== Given passage

Aug 30 15:19:10 192.168.167.190 2424: Aug 30 15:18:44: %PM-4-ERR_DISABLE: psecure-violation error detected on Fa0/3, putting Fa0/3 in err-disable state
Aug 30 15:46:02 192.168.167.190 2475: Aug 30 15:43:58: %LINK-3-UPDOWN: Interface FastEthernet0/3, changed state to up
HM should raise an alert when there is no interface up message after a psecure-violation occured.

In other words for this example:
- If there is only a message for Switch 192.168.167.190 Port Fa0/3 that the port is "in err-disable state", then bad condition.
- If there is a message "Interface FastEthernet0/3, changed state to up" too, then all is OK (interface has recovered)

Keep in mind:
- There are multiple Switches and Interfaces.

Is it better to have a HM Agent on that Linux or can HM do that from the W2K3 Server where it is running.

Any hints or ideas are very welcome

Regards

Juergen
KS-Soft Europe
Posts: 2832
Joined: Tue May 16, 2006 4:41 am
Contact:

Re: SYSLOG analysis - help desired

Post by KS-Soft Europe »

JuergenF wrote:In other words for this example:
- If there is only a message for Switch 192.168.167.190 Port Fa0/3 that the port is "in err-disable state", then bad condition.
- If there is a message "Interface FastEthernet0/3, changed state to up" too, then all is OK (interface has recovered)
Well, I think, we have resolved the similar request in the following topic: http://www.ks-soft.net/cgi-bin/phpBB/vi ... 39&start=0
The only difference that you have log on Linux system.
JuergenF wrote:Is it better to have a HM Agent on that Linux or can HM do that from the W2K3 Server where it is running.
I think, the best solution is to write the .sh script, that should do the same as .bat script from foregoing topic and use "Shell Script" test method performed by RMA on Linux. On the other hand, if log file is accessible (using Samba or whatever) from the machine, where HM is running, you may use script or texteventscheck.exe utility, posted in foregoing topic.

Regards,
Max
JuergenF
Posts: 331
Joined: Sun Jan 26, 2003 6:00 pm
Location: Germany, North Rhine-Westphalia

Post by JuergenF »

====
== Entries

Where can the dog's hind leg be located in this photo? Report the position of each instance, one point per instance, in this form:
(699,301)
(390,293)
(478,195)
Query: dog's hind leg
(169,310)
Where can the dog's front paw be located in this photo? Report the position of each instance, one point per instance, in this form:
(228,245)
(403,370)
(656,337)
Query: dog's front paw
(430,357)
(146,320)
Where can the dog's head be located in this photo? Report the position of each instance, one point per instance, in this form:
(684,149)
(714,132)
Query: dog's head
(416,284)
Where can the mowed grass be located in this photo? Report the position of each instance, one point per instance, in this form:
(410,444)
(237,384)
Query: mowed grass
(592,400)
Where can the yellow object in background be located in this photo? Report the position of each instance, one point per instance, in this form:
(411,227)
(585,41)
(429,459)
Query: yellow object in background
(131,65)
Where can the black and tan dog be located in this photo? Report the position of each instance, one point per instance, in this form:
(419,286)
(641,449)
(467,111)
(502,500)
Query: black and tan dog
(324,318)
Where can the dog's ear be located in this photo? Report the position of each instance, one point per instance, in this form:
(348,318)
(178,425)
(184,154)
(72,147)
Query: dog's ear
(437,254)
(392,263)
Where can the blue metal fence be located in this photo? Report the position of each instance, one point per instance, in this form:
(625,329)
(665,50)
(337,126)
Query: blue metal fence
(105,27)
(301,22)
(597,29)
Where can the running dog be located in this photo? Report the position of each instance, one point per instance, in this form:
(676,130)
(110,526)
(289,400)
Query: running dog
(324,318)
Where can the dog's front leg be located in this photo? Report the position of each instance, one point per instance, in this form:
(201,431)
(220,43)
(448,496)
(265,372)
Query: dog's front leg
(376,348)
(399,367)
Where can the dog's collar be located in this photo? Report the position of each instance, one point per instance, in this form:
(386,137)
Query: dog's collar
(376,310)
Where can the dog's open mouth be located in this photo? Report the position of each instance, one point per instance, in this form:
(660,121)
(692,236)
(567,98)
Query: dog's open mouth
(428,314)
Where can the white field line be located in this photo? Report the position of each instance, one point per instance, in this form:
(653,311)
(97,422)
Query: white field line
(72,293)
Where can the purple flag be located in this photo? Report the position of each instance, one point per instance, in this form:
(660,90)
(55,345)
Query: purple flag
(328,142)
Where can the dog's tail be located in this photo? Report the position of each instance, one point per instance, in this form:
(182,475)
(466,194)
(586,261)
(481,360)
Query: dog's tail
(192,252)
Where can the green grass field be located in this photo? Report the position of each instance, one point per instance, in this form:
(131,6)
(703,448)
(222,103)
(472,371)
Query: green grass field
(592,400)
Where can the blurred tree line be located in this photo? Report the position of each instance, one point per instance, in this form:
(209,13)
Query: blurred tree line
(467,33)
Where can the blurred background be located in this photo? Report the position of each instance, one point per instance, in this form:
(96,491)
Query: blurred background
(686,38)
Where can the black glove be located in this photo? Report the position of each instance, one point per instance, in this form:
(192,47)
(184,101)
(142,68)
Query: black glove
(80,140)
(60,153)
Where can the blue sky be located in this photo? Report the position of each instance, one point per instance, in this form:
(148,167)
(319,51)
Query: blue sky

====

Work to complete: Write the next part of the forum thread on syslog alerts for switch ports in err-disable state, picking up after its last line.

Result below:
Following Max hint I came to writing a Shell Script. Here it is and it seems to work for my problem when started directly on the Linux system when I'm logged in.
But I need help to get that running within HostMonitor.
I have installed agent on the Linux machine and I can connect to the agent.
I opend Script Manager and copied a Script. I named the new Script "SYSLOG: ERR_Disable Interfaces"
I inserted the Script as posted here.
I need some help in testing.
What do I have to specify in "Lets try"
- I chose the agent
- Set /var/log/warn as Params and clicked test.
[13:00:36] Agent: wersv090 is going to execute "SYSLOG: ERR_Disable Interfaces" script ...
[13:00:37] Script started, no results received

Code: Select all

#! /bin/awk -f
# Script returns Bad Status when there is no corresponding "Interface UP" message for each "err-disable state" message
# Script examins syslog file with messages from Cisco Switches. Lines look like 
# Aug 30 15:44:11 192.168.167.190 2471: Aug 30 15:42:08: %PM-4-ERR_DISABLE: psecure-violation error detected on Fa0/3, putting Fa0/3 in err-disable state
# Aug 30 15:46:02 192.168.167.190 2475: Aug 30 15:43:58: %LINK-3-UPDOWN: Interface FastEthernet0/3, changed state to up
#
# Aug 31 15:44:11 dcdw0015.wetter.dematic.de 3471: Aug 31 15:42:08.354: %PM-4-ERR_DISABLE: psecure-violation error detected on Gi0/15, putting Gi0/15 in err-disable state
# Aug 31 15:46:02 dcdw0015.wetter.dematic.de 3475: Aug 31 15:43:58.543: %LINK-3-UPDOWN: Interface GigabitEthernet0/15, changed state to up
#
# Possible Output (assumed that the "state to up" lines are missing):
# ScriptRes:Bad:192.168.167.190_Fa0/3 dcdw0015_Gi0/15
#
# ./HostMon.awk /var/log/warn
#
BEGIN { # BEGIN rule is executed once only, before the first input record is read
       # nothing to do
      }
      { # This is done for each Input-Line
        # $0 = represents the whole input record, $1 = 1st Parameter, $2 =2nd Parameter ...
        if (length ($0) > 0)
          {
           if ( (match($0, "192.168.16")) || (match($0, "dcdw")) )             # Messages from my Switches
             {
              if ( (match($0, "state to up")) || (match($0, "ERR_DISABLE")) )  # Interesting Interface changes
                {
                 gsub("  ", " ", $0)                           # eliminate double-spaces
                 if ($9 == "%PM-4-ERR_DISABLE:")               # error disable message
                   {
                    $14 = substr ($14,1,length ($14) -1)       # Extract Interface, get rid of ","
                    if (index ($4, ".") > 4)                   # If Full Qualified Domain Name (dcdw0015.wetter.dematic.de)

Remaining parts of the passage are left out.